PROBLEM STATEMENT.
Show each line in the data below that contains the word "positive", paying attention to upper and lower case.

BEGIN TASK MATERIAL

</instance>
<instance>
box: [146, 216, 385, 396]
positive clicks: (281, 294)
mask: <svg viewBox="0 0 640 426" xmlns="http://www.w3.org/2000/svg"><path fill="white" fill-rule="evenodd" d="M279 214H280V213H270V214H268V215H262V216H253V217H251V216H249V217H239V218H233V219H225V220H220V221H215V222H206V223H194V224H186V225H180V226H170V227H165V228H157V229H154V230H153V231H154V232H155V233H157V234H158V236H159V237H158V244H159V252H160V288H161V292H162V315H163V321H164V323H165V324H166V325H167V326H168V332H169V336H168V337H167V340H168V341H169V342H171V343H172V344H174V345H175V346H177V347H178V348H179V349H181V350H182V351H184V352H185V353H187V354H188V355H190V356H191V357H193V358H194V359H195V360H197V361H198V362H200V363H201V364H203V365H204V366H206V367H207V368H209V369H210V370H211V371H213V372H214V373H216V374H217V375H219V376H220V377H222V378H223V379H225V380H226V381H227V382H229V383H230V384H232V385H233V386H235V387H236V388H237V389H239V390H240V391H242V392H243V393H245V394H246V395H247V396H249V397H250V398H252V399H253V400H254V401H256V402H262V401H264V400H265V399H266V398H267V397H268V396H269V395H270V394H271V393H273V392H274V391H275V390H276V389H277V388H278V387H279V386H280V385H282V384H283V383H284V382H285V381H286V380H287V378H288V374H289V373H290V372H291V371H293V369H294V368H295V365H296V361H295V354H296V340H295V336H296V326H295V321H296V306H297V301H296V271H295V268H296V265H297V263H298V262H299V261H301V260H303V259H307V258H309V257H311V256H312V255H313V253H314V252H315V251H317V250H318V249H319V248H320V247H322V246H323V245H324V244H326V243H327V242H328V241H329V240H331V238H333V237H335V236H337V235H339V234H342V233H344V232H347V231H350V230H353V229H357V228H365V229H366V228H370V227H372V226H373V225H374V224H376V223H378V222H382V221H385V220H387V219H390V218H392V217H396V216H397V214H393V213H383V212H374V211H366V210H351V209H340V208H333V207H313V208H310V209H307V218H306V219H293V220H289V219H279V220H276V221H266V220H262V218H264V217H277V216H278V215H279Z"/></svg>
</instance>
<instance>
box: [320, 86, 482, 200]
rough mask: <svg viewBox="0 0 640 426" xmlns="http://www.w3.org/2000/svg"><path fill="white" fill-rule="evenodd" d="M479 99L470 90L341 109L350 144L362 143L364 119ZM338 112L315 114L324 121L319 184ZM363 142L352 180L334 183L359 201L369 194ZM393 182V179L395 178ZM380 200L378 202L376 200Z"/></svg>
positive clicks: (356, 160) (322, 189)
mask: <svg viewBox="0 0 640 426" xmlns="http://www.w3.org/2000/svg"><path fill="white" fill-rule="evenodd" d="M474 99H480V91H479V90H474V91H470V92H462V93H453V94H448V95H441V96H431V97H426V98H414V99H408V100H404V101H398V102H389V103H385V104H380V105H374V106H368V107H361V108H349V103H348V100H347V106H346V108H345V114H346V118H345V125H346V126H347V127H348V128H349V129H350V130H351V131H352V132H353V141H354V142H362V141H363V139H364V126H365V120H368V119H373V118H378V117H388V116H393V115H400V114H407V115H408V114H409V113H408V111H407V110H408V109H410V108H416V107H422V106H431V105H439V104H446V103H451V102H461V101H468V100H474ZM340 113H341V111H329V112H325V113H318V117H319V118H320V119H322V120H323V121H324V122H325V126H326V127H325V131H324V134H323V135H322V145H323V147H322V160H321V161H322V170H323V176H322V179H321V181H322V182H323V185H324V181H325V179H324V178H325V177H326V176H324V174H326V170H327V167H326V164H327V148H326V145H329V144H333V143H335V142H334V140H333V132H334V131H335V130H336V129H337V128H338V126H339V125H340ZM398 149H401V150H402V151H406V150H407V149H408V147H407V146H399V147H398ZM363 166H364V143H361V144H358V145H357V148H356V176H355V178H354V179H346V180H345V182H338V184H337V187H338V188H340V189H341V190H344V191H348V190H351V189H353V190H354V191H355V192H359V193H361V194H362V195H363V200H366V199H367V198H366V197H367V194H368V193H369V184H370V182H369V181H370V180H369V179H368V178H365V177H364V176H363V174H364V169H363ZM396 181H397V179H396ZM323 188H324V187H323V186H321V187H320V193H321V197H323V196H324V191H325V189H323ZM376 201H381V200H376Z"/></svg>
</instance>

END TASK MATERIAL
BEGIN TASK MATERIAL

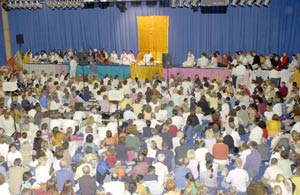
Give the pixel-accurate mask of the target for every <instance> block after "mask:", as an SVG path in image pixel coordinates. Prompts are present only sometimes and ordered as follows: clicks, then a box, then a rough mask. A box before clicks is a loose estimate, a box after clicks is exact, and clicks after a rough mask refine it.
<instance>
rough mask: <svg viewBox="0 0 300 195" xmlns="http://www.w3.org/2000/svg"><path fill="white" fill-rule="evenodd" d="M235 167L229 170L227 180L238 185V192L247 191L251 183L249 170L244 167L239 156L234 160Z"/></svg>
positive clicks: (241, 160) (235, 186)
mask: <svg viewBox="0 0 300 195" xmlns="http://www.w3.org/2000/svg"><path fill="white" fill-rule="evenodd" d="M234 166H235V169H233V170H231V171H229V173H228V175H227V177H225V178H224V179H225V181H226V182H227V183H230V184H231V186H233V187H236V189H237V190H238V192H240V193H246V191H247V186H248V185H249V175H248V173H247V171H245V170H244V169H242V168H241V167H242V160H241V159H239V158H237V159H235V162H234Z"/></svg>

END TASK MATERIAL
BEGIN TASK MATERIAL

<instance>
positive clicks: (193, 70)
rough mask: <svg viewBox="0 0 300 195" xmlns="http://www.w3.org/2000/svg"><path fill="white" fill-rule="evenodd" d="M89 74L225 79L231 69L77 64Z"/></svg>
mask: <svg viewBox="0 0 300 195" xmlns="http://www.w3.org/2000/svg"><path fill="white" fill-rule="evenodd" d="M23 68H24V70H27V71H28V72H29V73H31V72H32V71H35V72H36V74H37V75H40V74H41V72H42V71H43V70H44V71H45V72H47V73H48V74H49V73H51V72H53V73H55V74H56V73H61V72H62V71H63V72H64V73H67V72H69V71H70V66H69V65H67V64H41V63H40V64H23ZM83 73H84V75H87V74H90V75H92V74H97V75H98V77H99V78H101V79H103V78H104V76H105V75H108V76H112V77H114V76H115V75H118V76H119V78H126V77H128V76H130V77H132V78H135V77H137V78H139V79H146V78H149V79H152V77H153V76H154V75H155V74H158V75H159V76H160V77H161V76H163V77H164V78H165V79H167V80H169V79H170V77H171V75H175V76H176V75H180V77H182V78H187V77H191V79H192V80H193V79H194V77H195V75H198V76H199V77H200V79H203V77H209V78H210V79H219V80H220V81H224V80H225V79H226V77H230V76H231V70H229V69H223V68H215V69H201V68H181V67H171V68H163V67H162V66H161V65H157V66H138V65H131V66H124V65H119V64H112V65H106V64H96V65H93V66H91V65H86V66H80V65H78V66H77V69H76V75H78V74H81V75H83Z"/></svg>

END TASK MATERIAL

RESPONSE.
positive clicks: (281, 294)
positive clicks: (356, 160) (322, 189)
positive clicks: (241, 160) (235, 186)
positive clicks: (193, 70)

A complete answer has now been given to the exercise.